■ Named region outline records ■

###

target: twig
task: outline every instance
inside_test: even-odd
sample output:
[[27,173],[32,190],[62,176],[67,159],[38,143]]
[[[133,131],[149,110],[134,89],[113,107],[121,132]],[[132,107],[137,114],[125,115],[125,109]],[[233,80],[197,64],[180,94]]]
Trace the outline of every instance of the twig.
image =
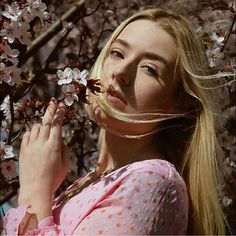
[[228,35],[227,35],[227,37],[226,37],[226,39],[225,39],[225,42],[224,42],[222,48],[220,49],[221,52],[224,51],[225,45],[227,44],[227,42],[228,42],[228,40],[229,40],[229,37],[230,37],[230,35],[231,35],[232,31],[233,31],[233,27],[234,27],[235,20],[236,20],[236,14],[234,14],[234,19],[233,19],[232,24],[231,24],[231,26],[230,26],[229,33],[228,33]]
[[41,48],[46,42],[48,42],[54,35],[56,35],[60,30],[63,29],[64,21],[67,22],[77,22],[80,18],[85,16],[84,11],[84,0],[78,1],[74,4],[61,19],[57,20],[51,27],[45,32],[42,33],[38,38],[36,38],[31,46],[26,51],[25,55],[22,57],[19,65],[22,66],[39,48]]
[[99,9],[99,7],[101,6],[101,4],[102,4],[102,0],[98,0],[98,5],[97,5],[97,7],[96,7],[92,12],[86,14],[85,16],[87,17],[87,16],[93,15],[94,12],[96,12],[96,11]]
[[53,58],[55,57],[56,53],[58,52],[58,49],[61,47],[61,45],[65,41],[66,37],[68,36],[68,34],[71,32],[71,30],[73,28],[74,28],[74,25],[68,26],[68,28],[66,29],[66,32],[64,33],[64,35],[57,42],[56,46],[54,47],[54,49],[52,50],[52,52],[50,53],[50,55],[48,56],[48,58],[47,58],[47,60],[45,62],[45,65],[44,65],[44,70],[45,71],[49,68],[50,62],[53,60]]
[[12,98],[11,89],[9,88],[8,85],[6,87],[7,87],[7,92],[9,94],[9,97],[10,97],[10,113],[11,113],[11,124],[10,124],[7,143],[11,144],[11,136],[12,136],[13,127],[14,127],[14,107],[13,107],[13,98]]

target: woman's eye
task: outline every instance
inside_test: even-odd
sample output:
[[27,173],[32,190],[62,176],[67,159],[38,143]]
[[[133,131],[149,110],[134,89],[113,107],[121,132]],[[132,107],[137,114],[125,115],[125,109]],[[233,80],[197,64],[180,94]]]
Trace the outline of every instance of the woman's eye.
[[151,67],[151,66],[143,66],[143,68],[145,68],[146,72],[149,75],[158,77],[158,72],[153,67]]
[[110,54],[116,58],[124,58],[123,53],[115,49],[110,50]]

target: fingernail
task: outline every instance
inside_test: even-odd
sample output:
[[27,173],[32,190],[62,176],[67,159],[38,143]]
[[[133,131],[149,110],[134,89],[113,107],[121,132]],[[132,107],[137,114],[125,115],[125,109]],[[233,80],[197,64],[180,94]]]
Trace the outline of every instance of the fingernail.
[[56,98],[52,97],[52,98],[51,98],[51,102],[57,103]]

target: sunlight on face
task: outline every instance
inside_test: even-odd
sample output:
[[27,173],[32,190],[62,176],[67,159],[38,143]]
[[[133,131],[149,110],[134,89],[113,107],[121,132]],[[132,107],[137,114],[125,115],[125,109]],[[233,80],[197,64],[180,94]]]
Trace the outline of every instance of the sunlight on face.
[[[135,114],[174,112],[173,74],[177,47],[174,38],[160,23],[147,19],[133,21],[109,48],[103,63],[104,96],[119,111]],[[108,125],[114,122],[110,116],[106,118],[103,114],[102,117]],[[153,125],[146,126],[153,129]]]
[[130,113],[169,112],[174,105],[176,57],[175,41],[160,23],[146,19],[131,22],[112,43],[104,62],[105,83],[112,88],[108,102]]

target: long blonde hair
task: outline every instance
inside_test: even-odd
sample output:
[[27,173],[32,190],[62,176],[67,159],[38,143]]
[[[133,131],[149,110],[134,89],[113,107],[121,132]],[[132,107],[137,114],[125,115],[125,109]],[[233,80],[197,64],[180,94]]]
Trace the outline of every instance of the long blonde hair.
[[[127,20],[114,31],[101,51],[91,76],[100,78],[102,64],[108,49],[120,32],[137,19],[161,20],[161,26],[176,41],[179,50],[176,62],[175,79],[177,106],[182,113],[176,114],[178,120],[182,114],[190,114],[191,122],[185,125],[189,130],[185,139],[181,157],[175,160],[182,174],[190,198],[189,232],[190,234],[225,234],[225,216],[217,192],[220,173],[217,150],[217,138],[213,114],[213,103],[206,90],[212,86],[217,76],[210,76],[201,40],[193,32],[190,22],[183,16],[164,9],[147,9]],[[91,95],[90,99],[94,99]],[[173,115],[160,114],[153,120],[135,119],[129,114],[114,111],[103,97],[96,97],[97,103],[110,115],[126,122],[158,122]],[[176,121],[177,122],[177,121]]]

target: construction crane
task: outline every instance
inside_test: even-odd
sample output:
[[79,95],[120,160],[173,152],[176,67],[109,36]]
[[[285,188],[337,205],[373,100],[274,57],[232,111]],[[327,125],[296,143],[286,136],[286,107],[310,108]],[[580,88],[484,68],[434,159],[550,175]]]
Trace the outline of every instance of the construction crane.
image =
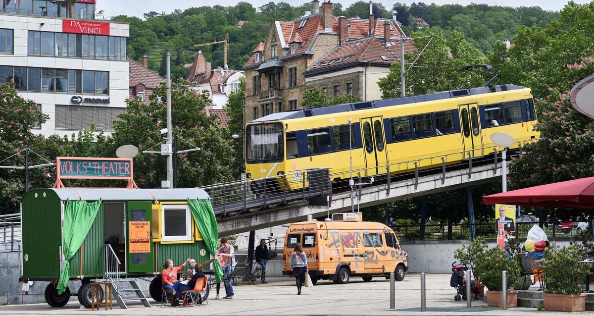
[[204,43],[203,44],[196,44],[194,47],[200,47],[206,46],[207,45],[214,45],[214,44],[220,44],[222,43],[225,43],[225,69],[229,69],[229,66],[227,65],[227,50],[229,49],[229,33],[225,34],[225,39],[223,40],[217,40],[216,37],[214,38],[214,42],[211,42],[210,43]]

###

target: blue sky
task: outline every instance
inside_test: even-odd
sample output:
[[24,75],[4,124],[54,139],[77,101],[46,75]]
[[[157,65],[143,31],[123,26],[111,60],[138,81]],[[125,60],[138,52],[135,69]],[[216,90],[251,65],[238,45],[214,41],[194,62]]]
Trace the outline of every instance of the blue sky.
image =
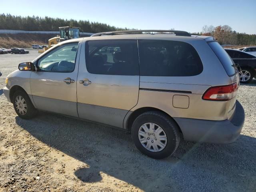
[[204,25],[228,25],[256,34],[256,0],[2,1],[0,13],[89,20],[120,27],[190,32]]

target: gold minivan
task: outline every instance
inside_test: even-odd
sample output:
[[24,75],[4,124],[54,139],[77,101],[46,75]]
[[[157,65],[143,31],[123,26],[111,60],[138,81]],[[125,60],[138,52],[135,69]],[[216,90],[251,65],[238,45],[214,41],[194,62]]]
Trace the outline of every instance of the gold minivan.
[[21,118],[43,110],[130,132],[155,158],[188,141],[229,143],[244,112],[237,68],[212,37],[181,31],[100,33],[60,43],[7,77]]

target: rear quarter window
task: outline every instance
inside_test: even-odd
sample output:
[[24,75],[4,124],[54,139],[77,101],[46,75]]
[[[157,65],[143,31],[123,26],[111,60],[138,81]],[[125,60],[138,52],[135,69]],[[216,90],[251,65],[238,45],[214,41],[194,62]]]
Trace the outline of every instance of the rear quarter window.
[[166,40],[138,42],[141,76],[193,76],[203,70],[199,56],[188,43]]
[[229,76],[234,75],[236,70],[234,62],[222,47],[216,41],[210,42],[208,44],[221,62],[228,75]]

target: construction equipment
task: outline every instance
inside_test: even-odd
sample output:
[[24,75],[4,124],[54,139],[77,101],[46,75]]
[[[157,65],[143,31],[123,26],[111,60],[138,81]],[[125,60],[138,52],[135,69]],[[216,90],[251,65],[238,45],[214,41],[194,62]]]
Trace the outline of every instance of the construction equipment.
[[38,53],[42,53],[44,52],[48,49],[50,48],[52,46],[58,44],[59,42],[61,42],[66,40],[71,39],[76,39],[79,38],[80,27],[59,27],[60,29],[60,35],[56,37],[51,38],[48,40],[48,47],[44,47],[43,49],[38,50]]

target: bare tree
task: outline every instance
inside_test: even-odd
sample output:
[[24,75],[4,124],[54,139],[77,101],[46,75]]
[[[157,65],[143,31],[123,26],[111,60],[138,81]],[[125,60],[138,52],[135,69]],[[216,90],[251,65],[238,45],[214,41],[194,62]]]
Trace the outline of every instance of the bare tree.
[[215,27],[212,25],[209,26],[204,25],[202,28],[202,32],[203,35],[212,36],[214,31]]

###

■ WHAT IS BEING ASKED ■
Return verbatim the lines of the records above, beginning with the line containing "target: woman's eye" and continuing through the line containing "[[56,98],[52,97],[52,98],[51,98],[51,102],[57,103]]", both included.

■ RESPONSE TO THE EXERCISE ■
target: woman's eye
task: outline every instance
inside_test: even-odd
sample output:
[[27,173],[32,190],[62,176],[67,159],[38,143]]
[[[133,131],[149,110],[134,89],[113,107],[121,132]],[[132,107],[137,114],[125,115],[125,109]],[[233,80],[197,64],[180,94]]]
Trace the outline of every instance of the woman's eye.
[[151,67],[151,66],[143,66],[143,68],[145,68],[146,72],[149,75],[158,77],[158,72],[153,67]]
[[110,54],[116,58],[124,58],[123,53],[115,49],[110,50]]

target: fingernail
task: outline every instance
inside_test: even-odd
sample output:
[[27,173],[32,190],[62,176],[67,159],[38,143]]
[[[133,131],[149,110],[134,89],[113,107],[121,132]],[[132,107],[137,114],[125,115],[125,109]],[[233,80],[197,64],[180,94]]]
Trace the outline of every instance of the fingernail.
[[56,98],[52,97],[52,98],[51,98],[51,102],[57,103]]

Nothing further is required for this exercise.